- **Goal of the exercise**:
Switch "bounding_boxes" to "boxes" everywhere in the lines below, and leave everything else unchanged. Omit the pictures from your answer.

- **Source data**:
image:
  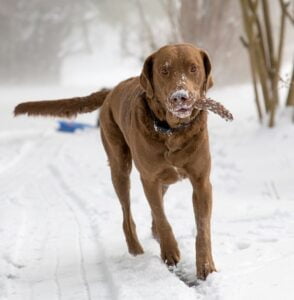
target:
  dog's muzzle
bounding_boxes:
[167,89,195,118]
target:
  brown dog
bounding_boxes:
[15,44,215,279]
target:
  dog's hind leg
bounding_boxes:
[141,178,180,265]
[101,122,144,255]
[151,184,168,242]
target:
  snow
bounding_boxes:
[0,82,294,300]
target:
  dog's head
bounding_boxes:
[140,44,213,125]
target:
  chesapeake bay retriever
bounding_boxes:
[15,44,215,279]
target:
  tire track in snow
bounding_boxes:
[49,164,118,300]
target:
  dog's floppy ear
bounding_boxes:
[140,54,154,98]
[201,50,213,92]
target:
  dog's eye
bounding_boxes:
[160,67,168,75]
[190,65,197,73]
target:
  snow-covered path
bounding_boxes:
[0,87,294,300]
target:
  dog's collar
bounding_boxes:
[146,101,199,135]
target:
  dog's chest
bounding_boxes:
[164,137,196,166]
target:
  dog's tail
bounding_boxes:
[14,89,111,118]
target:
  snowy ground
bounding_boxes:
[0,82,294,300]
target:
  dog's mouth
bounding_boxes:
[171,105,193,119]
[167,89,197,119]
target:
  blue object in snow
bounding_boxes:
[57,121,95,133]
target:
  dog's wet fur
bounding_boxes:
[15,44,216,279]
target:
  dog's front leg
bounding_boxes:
[141,178,180,265]
[192,176,216,280]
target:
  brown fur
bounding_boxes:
[15,44,215,279]
[14,89,110,118]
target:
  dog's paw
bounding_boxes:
[161,241,181,266]
[128,242,144,256]
[197,262,216,280]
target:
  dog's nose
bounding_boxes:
[170,90,189,103]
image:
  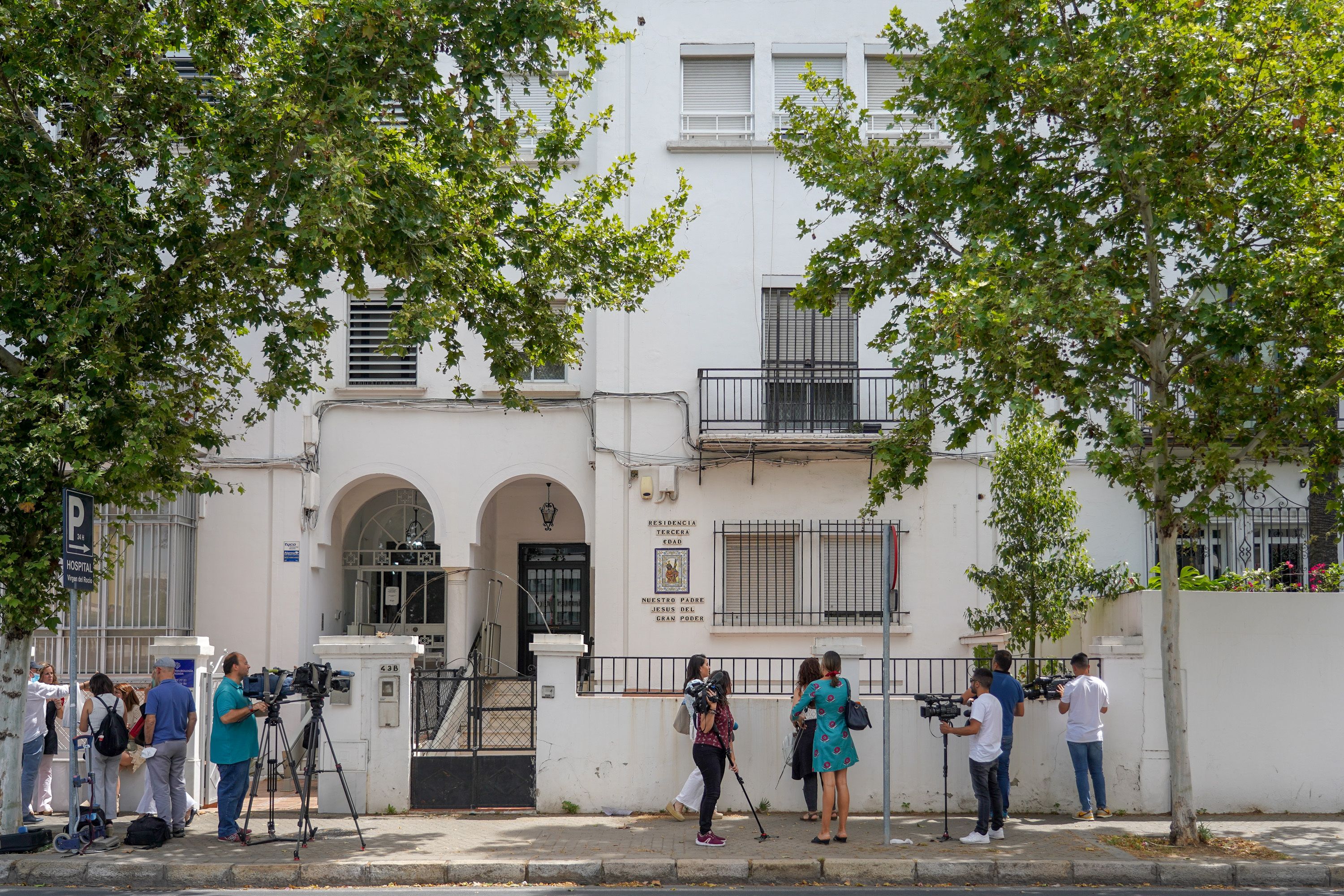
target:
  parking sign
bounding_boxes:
[60,489,98,591]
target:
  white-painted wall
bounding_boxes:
[536,591,1344,813]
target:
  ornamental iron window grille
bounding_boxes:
[1146,486,1310,590]
[34,493,199,678]
[714,520,902,626]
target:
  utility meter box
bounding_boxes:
[378,663,402,728]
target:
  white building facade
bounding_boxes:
[163,0,1308,682]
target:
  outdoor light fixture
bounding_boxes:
[542,482,555,532]
[406,508,425,548]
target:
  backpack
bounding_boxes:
[93,697,130,756]
[121,815,172,849]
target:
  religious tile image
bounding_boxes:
[653,548,691,594]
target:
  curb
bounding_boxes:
[0,854,1344,889]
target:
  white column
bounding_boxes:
[532,633,591,811]
[148,635,215,806]
[444,567,476,668]
[313,635,425,815]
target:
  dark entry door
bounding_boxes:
[517,544,593,674]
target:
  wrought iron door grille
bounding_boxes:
[1145,486,1310,590]
[714,520,902,626]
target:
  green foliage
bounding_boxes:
[966,401,1128,657]
[1148,563,1344,591]
[0,0,692,637]
[777,0,1344,553]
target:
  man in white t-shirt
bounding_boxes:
[938,669,1004,844]
[1059,653,1110,821]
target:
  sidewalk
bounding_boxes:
[0,811,1344,887]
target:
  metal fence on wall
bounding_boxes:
[575,657,1102,697]
[34,493,199,676]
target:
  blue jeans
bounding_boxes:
[215,759,251,837]
[1067,740,1106,811]
[20,732,46,818]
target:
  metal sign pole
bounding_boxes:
[66,588,79,837]
[60,489,98,837]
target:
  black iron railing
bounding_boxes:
[575,657,1102,697]
[699,362,902,434]
[714,520,903,626]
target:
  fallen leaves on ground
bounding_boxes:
[1102,834,1288,858]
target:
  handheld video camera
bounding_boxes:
[915,693,970,721]
[1023,674,1074,700]
[243,662,355,702]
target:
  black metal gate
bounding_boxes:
[411,669,536,810]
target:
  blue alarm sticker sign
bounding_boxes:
[60,489,98,591]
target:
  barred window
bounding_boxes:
[345,292,418,386]
[714,520,900,626]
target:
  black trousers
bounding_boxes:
[691,744,728,834]
[970,759,1004,834]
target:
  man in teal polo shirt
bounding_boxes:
[210,650,266,844]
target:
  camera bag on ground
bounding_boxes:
[122,815,172,849]
[93,697,130,756]
[0,827,52,853]
[844,681,872,731]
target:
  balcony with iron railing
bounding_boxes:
[681,112,755,140]
[699,363,902,435]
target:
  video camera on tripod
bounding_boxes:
[915,693,970,721]
[1023,673,1075,700]
[243,662,355,704]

- **Final answer**:
image:
target:
  dog's muzzle
boxes:
[167,89,195,118]
target:
  brown dog
boxes:
[15,44,215,279]
target:
  dog's hind leg
boxes:
[141,178,180,265]
[101,122,144,255]
[151,184,168,242]
target:
  snow
boxes:
[0,82,294,300]
target:
  dog's head
boxes:
[140,44,213,125]
target:
  chesapeake bay retriever
boxes:
[15,44,215,279]
target:
  tire track in snow
boxes:
[49,164,118,300]
target:
  dog's floppy ear
boxes:
[140,54,154,98]
[201,50,213,92]
target:
  dog's eye
boxes:
[160,67,168,75]
[190,65,197,73]
target:
  snow-covered path
boxes:
[0,87,294,300]
target:
  dog's collar
boxes:
[146,101,199,135]
target:
  dog's chest
boxes:
[164,137,196,166]
target:
  dog's tail
boxes:
[14,89,111,118]
target:
  snowy ground
boxes:
[0,82,294,300]
target:
  dog's mouth
boxes:
[171,105,193,119]
[167,89,197,119]
target:
  blue object in snow
boxes:
[57,121,95,133]
target:
  dog's wet fur
boxes:
[15,44,216,279]
target:
  dog's front leg
boxes:
[141,178,180,265]
[192,176,216,280]
target:
  brown fur
boxes:
[15,44,215,279]
[14,89,110,118]
target:
  dog's paw
boxes:
[161,241,181,266]
[128,242,144,256]
[197,262,216,280]
target:
  dog's nose
boxes:
[170,90,189,103]
image:
target:
  parking sign
boxes:
[60,489,98,591]
target:
  white-painted wall
boxes:
[536,591,1344,813]
target:
  ornamental iron window grille
boxes:
[1146,486,1310,590]
[34,493,199,678]
[714,520,902,626]
target:
  utility meter box
boxes:
[378,663,402,728]
target:
  white building facade
boxes:
[163,0,1308,682]
target:
  outdoor light fixture
boxes:
[542,482,555,532]
[406,508,425,548]
target:
  backpack
boxes:
[93,697,130,756]
[121,815,172,849]
target:
  religious tile image
boxes:
[653,548,691,594]
target:
  curb
boxes:
[0,854,1344,889]
target:
  white column
boxes:
[532,633,591,811]
[148,635,215,806]
[444,567,476,668]
[313,635,425,815]
target:
  dark entry door
boxes:
[517,544,593,674]
target:
  wrought iron door grille
boxes:
[1145,486,1310,590]
[714,520,902,626]
target:
  green foliage
boxes:
[966,401,1128,657]
[1148,563,1344,591]
[0,0,692,637]
[777,0,1344,553]
target:
  man in white t-shirt
boxes:
[938,669,1004,844]
[1059,653,1110,821]
target:
  sidewalk
boxes:
[0,811,1344,887]
target:
  metal fence on wall
boxes:
[575,657,1102,697]
[34,493,199,676]
target:
  blue jeans
boxes:
[215,759,251,837]
[1067,740,1106,811]
[20,732,46,818]
target:
  metal sign pole
boxes:
[66,588,79,837]
[60,489,98,837]
target:
  black iron railing
boxes:
[575,657,1102,697]
[699,362,902,434]
[714,520,903,626]
target:
  fallen leaves on ground
boxes:
[1102,834,1288,858]
target:
  handheld video camera
boxes:
[915,693,970,721]
[1023,674,1074,700]
[243,662,355,702]
target:
  black metal gate
boxes:
[411,669,536,810]
target:
  blue alarm sticker sign
boxes:
[60,489,98,591]
target:
  barred window
boxes:
[345,292,418,386]
[714,520,900,626]
target:
  black trousers
boxes:
[691,744,728,834]
[970,759,1004,834]
target:
  man in teal polo shirt
boxes:
[210,650,266,844]
target:
  camera bag on ground
boxes:
[122,815,172,849]
[93,697,130,756]
[0,827,52,853]
[844,681,872,731]
target:
  balcony with iron railing
boxes:
[681,112,755,140]
[699,363,902,435]
target:
  video camera on tripod
boxes:
[915,693,970,721]
[1023,673,1075,700]
[243,662,355,704]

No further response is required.